Arbeitsanweisungen:
1 – Beantworten Sie anhand des Artikels über Hendricks bei den Rindviehzüchtern diese Fragen:
(a) In welchem Ort fand die Jahresmitgliederversammlung statt?
(b) Wer ersetzt im Vorstand den altersbedingt ausgeschiedenen Franz Opgenoorth?
(c) Wie viel Milch gaben einige Kühe im Jahr 2015?
2 – Führen Sie den Artikel über Hendricks bei den Rindviehzüchtern im Anschluss an seinen letzten Satz weiter.

Kleve Hendricks redet "Klartext" mit Bauern

Kleve · Die Kreisrindviehzüchter hatten Bundesumweltministerin Barbara Hendricks als Rednerin zu ihrer Versammlung eingeladen. Ihr Vortrag gefiel jedoch vielen nicht, denn die SPD-Abgeordnete bezog gerade zur Gülle klar Position.

 Bundesministerin Barbara Hendricks vor Landwirten aus dem Kleverland.

Bundesministerin Barbara Hendricks vor Landwirten aus dem Kleverland.

Foto: Gottfried Evers

Wenn Barbara Hendricks mal einen Vortrag komplett vom Blatt abliest, dann muss es sich um ein haariges Thema handeln, bei dem sie auf der sicheren Seite stehen möchte. So war es gestern fraglos bei den Kreis-Rindviehzüchtern in Uedem, bei deren Jahresmitgliederversammlung die SPD-Bundesumweltministerin aus Kleve über die "Landwirtschaft der Zukunft aus Sicht der Umweltpolitik" sprach. Hendricks' Vortrag wurde mit nicht mehr als höflichem Applaus bedacht, ein Großteil der Zuhörer ließ die Hände im Schoß liegen. Sogar Murren sowie hier und da ein höhnisches Lachen waren zu hören - Gründe dafür lieferte die anschließende Diskussion.

In großer Harmonie hatte die Veranstaltung begonnen, als der Geschäftsbericht verlesen wurde, der Vorstand zu entlasten war und turnusmäßige Wahlen anstanden. Einstimmig wiedergewählt wurde der Vorsitzende Karl Lörcks aus Grietherbusch, den altersbedingt ausgeschiedenen Franz Opgenoorth aus Till ersetzt nun Rainer Thoenes aus Kalkar. Neu im erweiterten Vorstand ist Georg Dahmen aus Till.

Nach dem Geschäftsbericht beanspruchte der Bericht über die Leistungsergebnisse noch einige Zeit. Schließlich galt es zahlreiche sehr gute Ergebnisse zu würdigen. Nach wie vor ist der Kreis Kleve gemeinsam mit den Nachbarkreisen Borken und Wesel landesweit ganz vorne in Sachen Betriebe und durchschnittliche Kuhzahl. Auch die Milchleistung einzelner Kühe kann sich sehen lassen: Mehr als 20.000 Kilo Milch gaben im Jahr 2015 einige Kühe. Und die Lebensleistung solcher Milchlieferanten (Holsteiner sind am produktivsten) liegt bei 130.000 und mehr Kilo.

(Gespeicherte Einträge des Datensatzes)
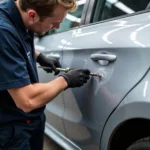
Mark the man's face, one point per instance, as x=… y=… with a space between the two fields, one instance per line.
x=41 y=27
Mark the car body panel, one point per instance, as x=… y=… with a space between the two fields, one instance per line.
x=135 y=105
x=51 y=46
x=87 y=108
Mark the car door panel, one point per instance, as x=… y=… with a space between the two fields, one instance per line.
x=51 y=46
x=87 y=108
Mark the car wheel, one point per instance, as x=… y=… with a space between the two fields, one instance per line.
x=143 y=144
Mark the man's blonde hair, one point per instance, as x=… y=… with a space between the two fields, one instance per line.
x=45 y=8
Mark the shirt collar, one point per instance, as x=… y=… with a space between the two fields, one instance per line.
x=16 y=19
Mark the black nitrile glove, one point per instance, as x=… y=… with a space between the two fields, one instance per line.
x=49 y=62
x=76 y=78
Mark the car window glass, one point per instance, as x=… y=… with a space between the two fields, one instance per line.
x=72 y=19
x=115 y=8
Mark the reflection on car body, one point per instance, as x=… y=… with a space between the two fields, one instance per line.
x=111 y=113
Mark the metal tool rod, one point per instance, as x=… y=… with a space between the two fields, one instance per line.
x=68 y=69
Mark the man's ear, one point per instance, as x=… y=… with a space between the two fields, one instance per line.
x=33 y=16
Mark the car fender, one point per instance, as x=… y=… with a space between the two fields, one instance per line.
x=135 y=105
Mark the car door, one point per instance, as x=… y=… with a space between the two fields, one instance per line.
x=51 y=46
x=116 y=50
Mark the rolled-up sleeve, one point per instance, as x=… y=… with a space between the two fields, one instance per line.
x=13 y=68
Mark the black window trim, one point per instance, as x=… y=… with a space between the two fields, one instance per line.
x=89 y=23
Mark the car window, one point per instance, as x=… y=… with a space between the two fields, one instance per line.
x=72 y=19
x=115 y=8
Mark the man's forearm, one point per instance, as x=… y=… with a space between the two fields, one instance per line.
x=36 y=95
x=46 y=92
x=37 y=54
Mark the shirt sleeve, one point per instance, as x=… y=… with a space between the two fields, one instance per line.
x=13 y=68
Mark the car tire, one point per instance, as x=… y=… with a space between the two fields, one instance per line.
x=143 y=144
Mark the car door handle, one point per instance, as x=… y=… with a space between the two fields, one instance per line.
x=57 y=56
x=103 y=56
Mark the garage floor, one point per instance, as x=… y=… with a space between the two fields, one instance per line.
x=50 y=145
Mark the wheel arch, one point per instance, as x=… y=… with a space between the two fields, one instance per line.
x=125 y=117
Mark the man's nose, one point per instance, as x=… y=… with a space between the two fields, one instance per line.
x=57 y=25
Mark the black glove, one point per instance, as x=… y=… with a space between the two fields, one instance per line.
x=76 y=78
x=53 y=63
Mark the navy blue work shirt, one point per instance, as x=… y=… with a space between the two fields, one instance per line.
x=17 y=62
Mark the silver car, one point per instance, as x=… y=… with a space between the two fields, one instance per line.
x=112 y=38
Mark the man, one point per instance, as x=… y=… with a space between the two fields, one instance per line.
x=22 y=98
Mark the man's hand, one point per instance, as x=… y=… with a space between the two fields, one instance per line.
x=49 y=62
x=77 y=78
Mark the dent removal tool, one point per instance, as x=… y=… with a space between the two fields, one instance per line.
x=68 y=69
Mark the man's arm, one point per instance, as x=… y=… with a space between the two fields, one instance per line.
x=37 y=53
x=34 y=96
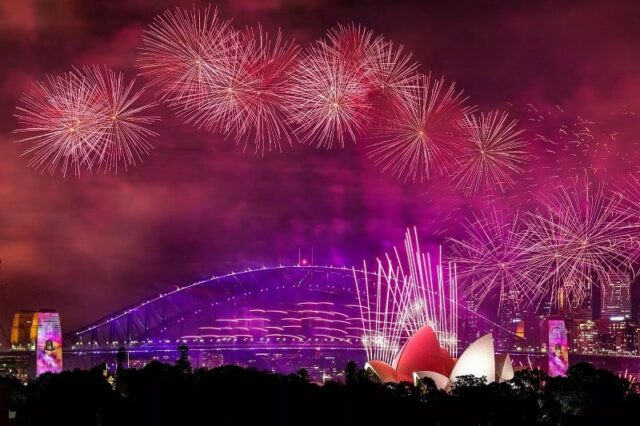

Endergebnisse:
1 –
(a) In Uedem.
(b) Rainer Thoenes aus Kalkar.
(c) Mehr als 20.000 Kilo.

2 –
Was die Landwirte freut, gibt Umweltpolitikern zu denken. Denn die immer größere Anzahl von Rindern in den Ställen bringt Probleme mit sich - insbesondere ein Riesenaufkommen von Gülle. Diesem Schwerpunkt widmete Barbara Hendricks ihre Rede. Schon in ihren ersten Sätzen ließ sie keinen Zweifel daran, dass sie nicht in allen Bereichen hinter den Bauern steht: "Auf der Grünen Woche in Berlin war ich beeindruckt von der selbstbewussten Selbstdarstellung der Branche, die aber nicht über die Probleme hinwegtäuschen kann." Hendricks attestierte den niederrheinischen Landwirten, dass sie viel Mühe in ihre Betriebe investierten, die Traditionen hoch hielten und die Geschichte ihrer Orte mitgeprägt hätten. Der Respekt vor ihrer Leistung nehme jedoch bei den Bürgern (insbesondere in den Großstädten) ab, weil viele Tierwohl und Umwelt nicht genügend beachtet fänden.

Die Kreis Klever Bundestagsabgeordnete wolle "Klartext reden", betonte sie: "Das derzeitige System beutet Menschen und Tiere aus." Die bisherige Landwirtschaftspolitik fördere die Großbetriebe, statt die verantwortungsbewusst produzierenden Landwirte zu unterstützen. Böden würden nach wie vor überdüngt, weshalb ein neues Düngegesetz notwendig sei. Die vier Jahre alte Verordnung reiche im europäischen Vergleich noch nicht aus - nicht ohne Grund versuchten niederländische Berufskollegen, einen Teil ihrer Gülle in Deutschland loszuwerden.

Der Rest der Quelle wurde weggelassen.